**Task material**.
——————

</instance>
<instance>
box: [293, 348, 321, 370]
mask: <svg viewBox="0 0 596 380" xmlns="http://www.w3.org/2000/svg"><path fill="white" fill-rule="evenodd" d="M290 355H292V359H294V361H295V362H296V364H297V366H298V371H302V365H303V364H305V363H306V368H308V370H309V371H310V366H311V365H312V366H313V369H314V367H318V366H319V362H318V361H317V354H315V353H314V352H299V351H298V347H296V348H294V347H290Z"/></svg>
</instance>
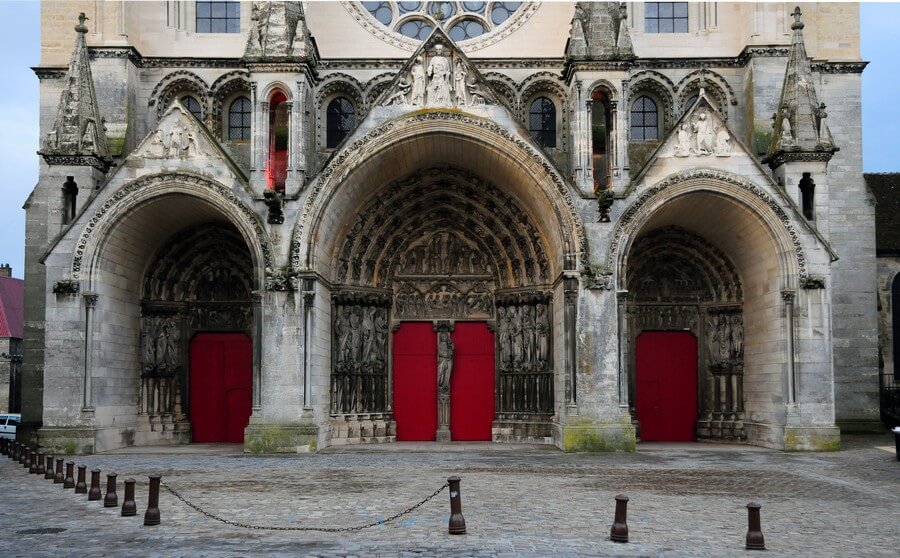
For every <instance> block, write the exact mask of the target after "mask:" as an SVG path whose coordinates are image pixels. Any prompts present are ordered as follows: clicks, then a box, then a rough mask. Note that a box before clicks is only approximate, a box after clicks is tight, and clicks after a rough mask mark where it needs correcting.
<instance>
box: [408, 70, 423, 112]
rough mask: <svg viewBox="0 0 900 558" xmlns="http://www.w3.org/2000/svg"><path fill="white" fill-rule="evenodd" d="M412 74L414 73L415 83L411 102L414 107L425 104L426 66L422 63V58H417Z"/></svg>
mask: <svg viewBox="0 0 900 558" xmlns="http://www.w3.org/2000/svg"><path fill="white" fill-rule="evenodd" d="M410 74H411V75H412V80H413V85H412V95H411V96H410V99H409V104H411V105H412V106H414V107H421V106H425V79H426V78H425V66H423V65H422V61H421V60H416V63H415V64H413V67H412V70H411V71H410Z"/></svg>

——————

Leave out the pictures and return the listing exactly.

**Response box**.
</instance>
<instance>
box: [293, 348, 321, 370]
mask: <svg viewBox="0 0 596 380" xmlns="http://www.w3.org/2000/svg"><path fill="white" fill-rule="evenodd" d="M290 355H292V359H294V361H295V362H296V364H297V366H298V371H302V365H303V364H305V363H306V368H308V370H309V371H310V366H311V365H312V366H313V369H314V367H318V366H319V362H318V361H317V354H315V353H314V352H299V351H298V347H296V348H294V347H290Z"/></svg>
</instance>
For every <instance> block, write the exact mask of the target after "mask:" as an SVG path whose coordinates are image pixels. Any prompts present are ordered as follows: clicks, then a box, then a rough mask. Note that a box before clicks is only approximate, a box after clicks is tight, and clicks after a rough mask mark where it needs correcting.
<instance>
box: [408, 70, 423, 112]
rough mask: <svg viewBox="0 0 900 558" xmlns="http://www.w3.org/2000/svg"><path fill="white" fill-rule="evenodd" d="M412 74L414 73L415 83L411 102L414 107L425 104L426 66L422 63V58H417Z"/></svg>
mask: <svg viewBox="0 0 900 558" xmlns="http://www.w3.org/2000/svg"><path fill="white" fill-rule="evenodd" d="M410 74H411V75H412V80H413V85H412V95H411V96H410V99H409V104H411V105H412V106H414V107H421V106H425V79H426V78H425V66H423V65H422V61H421V60H416V63H415V64H413V67H412V70H411V71H410Z"/></svg>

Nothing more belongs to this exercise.